**WHAT TO WORK ON**
The lines from the one holding "Target: colorful embroidered rug" to the end of the records below, exactly as written, are the only thing to return.

**INPUT MATERIAL**
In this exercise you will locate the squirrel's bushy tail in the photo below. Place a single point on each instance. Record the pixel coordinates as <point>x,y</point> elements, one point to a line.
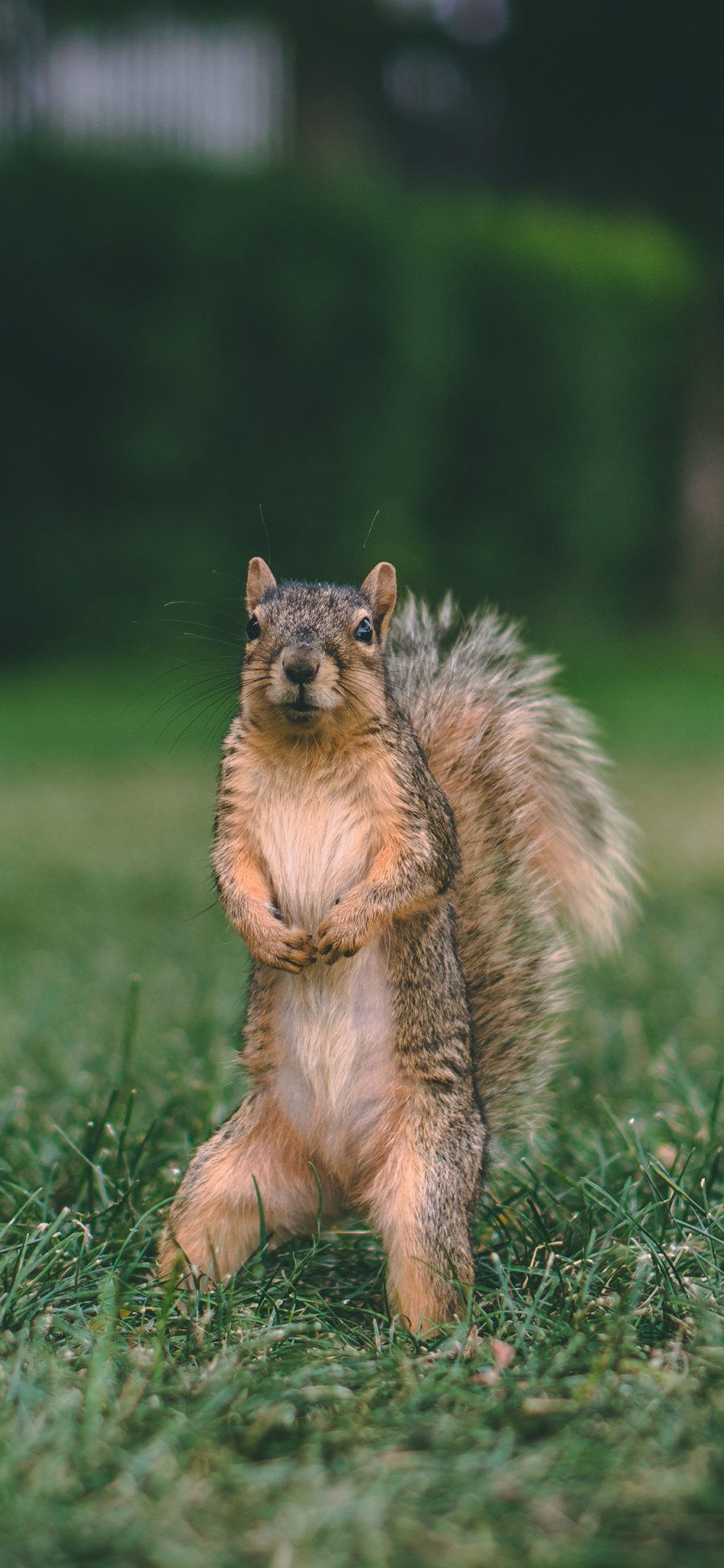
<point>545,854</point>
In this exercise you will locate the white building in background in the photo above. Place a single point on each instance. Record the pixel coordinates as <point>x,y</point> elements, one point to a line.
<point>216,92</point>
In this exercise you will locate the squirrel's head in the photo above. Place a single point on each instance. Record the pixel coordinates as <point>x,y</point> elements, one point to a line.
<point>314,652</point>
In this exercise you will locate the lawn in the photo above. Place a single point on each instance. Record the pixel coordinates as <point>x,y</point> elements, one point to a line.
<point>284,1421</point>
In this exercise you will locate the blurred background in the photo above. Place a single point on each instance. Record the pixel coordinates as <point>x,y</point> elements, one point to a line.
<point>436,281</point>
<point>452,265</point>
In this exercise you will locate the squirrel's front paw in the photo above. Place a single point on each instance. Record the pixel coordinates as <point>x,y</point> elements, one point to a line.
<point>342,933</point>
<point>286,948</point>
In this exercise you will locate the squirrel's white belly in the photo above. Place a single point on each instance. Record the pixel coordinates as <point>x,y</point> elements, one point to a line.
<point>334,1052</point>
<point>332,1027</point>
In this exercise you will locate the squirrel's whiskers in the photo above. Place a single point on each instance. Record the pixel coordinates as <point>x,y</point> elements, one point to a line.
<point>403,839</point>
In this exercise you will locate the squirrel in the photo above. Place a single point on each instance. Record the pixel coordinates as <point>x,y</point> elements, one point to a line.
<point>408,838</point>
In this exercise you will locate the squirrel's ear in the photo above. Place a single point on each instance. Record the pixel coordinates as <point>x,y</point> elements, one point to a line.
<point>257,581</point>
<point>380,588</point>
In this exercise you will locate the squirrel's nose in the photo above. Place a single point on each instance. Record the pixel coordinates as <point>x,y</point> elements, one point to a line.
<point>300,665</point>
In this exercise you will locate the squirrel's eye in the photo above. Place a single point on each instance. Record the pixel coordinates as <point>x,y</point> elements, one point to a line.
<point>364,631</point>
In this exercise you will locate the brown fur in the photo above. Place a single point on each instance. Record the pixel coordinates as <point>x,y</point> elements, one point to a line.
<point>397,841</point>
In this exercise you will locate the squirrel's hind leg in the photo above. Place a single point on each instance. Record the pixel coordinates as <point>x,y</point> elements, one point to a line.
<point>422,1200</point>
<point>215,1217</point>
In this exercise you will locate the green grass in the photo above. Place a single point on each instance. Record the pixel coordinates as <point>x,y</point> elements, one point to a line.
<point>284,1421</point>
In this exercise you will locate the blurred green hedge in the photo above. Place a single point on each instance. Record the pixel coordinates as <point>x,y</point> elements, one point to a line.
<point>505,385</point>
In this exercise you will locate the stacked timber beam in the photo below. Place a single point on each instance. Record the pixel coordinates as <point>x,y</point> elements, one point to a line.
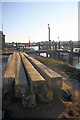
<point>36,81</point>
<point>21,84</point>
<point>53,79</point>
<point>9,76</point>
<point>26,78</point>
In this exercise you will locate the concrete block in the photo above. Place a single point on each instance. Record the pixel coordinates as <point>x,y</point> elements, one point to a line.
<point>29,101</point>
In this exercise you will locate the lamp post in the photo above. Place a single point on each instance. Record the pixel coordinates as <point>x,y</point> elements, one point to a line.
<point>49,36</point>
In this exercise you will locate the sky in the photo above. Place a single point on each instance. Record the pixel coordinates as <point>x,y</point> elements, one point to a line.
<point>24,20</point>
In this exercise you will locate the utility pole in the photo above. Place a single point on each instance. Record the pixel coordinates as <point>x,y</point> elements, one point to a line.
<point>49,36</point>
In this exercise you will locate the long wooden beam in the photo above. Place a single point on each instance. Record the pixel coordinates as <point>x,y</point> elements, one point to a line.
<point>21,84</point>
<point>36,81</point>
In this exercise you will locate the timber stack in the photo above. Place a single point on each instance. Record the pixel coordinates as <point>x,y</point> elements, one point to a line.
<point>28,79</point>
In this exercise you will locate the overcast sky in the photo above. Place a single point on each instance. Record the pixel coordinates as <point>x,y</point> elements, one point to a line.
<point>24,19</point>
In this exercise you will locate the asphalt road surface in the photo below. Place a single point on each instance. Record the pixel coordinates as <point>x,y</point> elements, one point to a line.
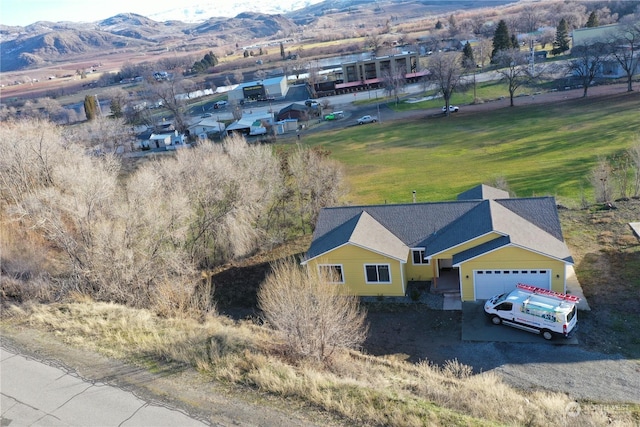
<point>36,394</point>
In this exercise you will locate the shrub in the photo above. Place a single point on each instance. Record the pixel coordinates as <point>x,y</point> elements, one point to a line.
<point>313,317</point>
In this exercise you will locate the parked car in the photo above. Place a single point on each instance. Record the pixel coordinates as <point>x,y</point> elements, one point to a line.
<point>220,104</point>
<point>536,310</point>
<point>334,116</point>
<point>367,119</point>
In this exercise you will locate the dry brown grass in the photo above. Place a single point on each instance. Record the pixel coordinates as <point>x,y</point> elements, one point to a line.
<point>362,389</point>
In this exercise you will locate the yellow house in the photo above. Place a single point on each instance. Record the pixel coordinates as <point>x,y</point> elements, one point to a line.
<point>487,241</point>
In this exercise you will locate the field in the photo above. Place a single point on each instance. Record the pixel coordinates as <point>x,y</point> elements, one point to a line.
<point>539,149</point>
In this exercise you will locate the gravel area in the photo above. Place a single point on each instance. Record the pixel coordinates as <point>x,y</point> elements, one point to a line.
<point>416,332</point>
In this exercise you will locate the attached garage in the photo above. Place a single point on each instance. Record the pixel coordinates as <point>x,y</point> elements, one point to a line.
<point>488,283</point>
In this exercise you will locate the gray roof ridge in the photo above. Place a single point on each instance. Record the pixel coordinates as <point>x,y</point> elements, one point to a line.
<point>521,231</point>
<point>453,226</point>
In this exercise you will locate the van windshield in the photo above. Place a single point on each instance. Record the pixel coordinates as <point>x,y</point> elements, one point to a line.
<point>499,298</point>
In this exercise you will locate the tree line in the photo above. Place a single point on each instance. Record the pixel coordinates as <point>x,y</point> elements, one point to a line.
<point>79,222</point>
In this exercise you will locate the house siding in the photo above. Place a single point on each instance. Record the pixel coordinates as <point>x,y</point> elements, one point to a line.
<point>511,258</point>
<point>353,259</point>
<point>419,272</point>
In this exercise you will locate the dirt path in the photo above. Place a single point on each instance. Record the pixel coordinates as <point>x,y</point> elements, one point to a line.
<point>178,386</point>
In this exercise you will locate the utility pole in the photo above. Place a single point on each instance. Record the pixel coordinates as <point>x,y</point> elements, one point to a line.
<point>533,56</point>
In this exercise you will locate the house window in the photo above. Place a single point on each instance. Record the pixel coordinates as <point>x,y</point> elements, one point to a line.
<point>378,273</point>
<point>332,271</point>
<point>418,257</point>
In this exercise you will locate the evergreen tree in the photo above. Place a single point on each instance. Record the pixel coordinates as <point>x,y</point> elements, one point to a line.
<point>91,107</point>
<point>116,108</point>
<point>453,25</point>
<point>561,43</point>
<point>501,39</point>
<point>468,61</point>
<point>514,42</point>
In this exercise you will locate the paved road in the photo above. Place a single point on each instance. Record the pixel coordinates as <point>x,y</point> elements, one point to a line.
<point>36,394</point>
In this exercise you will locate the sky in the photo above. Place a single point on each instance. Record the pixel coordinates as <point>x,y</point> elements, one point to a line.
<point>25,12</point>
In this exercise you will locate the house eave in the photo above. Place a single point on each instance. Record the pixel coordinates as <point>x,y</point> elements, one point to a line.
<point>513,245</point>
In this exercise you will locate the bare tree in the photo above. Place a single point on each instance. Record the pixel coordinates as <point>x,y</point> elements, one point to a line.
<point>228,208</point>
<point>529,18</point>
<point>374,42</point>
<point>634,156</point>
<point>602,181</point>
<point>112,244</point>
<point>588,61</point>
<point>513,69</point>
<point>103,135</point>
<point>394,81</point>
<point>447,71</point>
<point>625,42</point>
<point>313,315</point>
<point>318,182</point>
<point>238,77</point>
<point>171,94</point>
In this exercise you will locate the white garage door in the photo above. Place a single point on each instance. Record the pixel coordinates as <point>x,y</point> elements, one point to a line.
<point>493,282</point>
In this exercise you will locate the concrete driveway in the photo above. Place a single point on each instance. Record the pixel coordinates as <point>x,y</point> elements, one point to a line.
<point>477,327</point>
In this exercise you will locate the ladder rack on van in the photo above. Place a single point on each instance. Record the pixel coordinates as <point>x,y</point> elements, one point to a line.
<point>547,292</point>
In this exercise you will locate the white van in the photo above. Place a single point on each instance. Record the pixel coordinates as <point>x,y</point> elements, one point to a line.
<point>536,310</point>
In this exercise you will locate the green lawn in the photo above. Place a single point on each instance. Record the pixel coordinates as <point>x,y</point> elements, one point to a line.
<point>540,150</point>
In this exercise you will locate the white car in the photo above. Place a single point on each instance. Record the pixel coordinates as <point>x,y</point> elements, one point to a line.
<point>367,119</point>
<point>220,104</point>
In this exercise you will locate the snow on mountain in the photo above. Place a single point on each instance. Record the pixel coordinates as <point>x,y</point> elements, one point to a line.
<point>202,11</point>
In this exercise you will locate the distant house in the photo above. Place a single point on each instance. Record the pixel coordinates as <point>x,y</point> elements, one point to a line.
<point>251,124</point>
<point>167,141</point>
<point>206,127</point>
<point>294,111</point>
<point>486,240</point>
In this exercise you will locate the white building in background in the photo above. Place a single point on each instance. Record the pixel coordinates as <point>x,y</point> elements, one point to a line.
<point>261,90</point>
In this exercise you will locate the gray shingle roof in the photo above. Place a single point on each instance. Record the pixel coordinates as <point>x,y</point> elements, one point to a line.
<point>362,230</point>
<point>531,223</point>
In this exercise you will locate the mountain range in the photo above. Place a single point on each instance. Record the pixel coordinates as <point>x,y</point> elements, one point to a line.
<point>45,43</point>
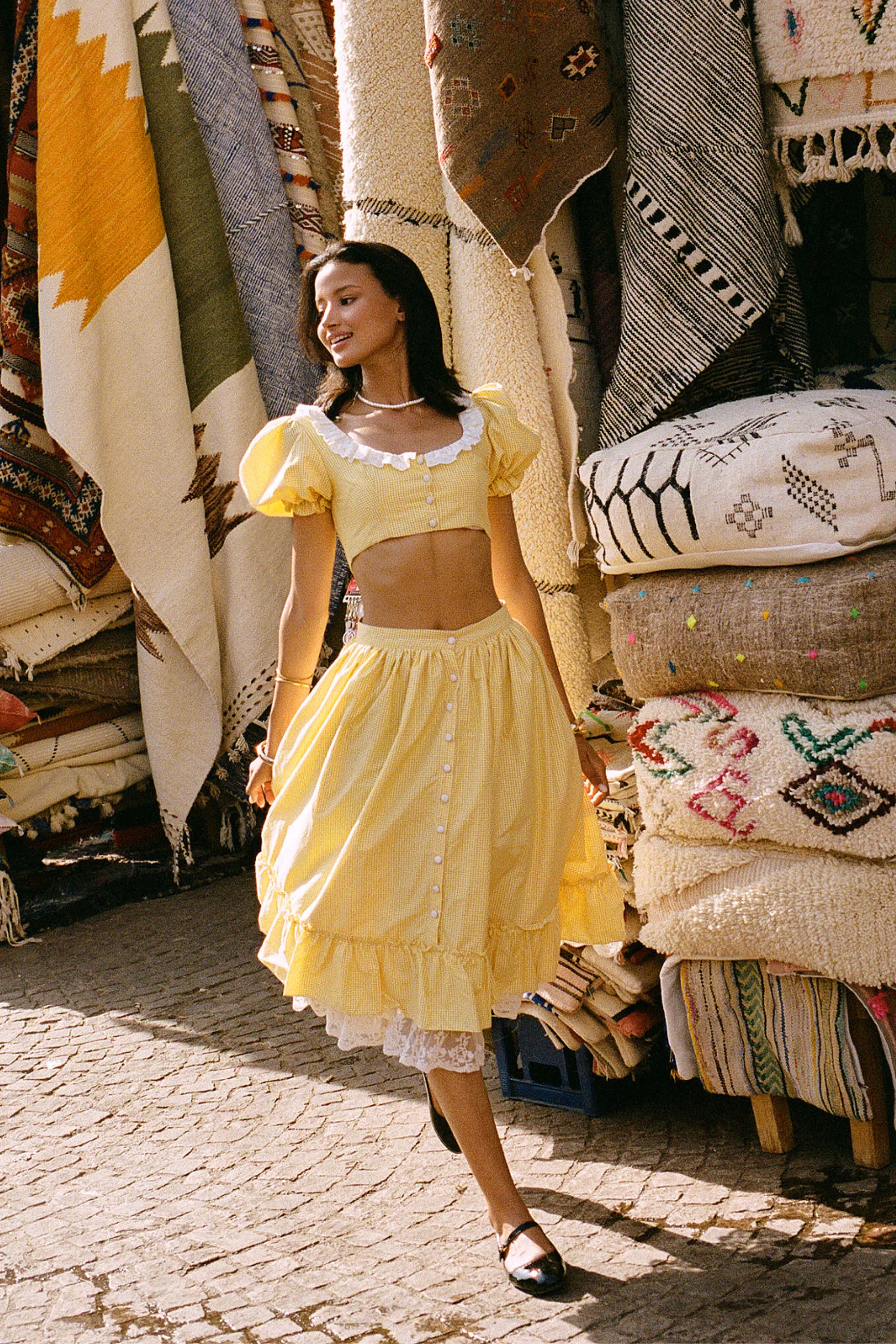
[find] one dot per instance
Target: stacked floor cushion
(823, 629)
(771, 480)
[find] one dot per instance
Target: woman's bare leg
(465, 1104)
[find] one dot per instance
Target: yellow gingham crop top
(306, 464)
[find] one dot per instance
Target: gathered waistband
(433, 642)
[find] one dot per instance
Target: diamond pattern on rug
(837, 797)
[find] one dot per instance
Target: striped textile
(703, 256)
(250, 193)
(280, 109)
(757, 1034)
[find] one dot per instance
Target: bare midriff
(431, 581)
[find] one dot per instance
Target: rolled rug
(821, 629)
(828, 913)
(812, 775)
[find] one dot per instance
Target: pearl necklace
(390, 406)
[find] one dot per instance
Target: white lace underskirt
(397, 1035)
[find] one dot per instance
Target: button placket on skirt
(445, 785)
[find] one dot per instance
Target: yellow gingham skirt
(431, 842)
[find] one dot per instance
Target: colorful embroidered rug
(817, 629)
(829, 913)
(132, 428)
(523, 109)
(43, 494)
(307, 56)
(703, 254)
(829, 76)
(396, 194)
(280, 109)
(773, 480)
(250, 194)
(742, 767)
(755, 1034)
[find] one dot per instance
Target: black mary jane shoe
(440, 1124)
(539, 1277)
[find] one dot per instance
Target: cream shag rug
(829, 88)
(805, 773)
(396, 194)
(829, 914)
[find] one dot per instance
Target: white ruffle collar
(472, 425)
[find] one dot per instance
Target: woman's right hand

**RESPONSE**
Target: colorful embroidered rug
(817, 629)
(829, 913)
(132, 428)
(523, 109)
(43, 494)
(307, 56)
(703, 254)
(829, 76)
(396, 194)
(280, 109)
(773, 480)
(250, 194)
(742, 767)
(755, 1034)
[find] one dot per instance
Target: black mary jane shoe
(440, 1124)
(539, 1277)
[find] one dot per instance
Target: cream shag rug
(829, 88)
(805, 773)
(396, 194)
(829, 914)
[find] one dot per instance
Target: white ruffle collar
(472, 425)
[find] one dot per instance
Target: woman's right hand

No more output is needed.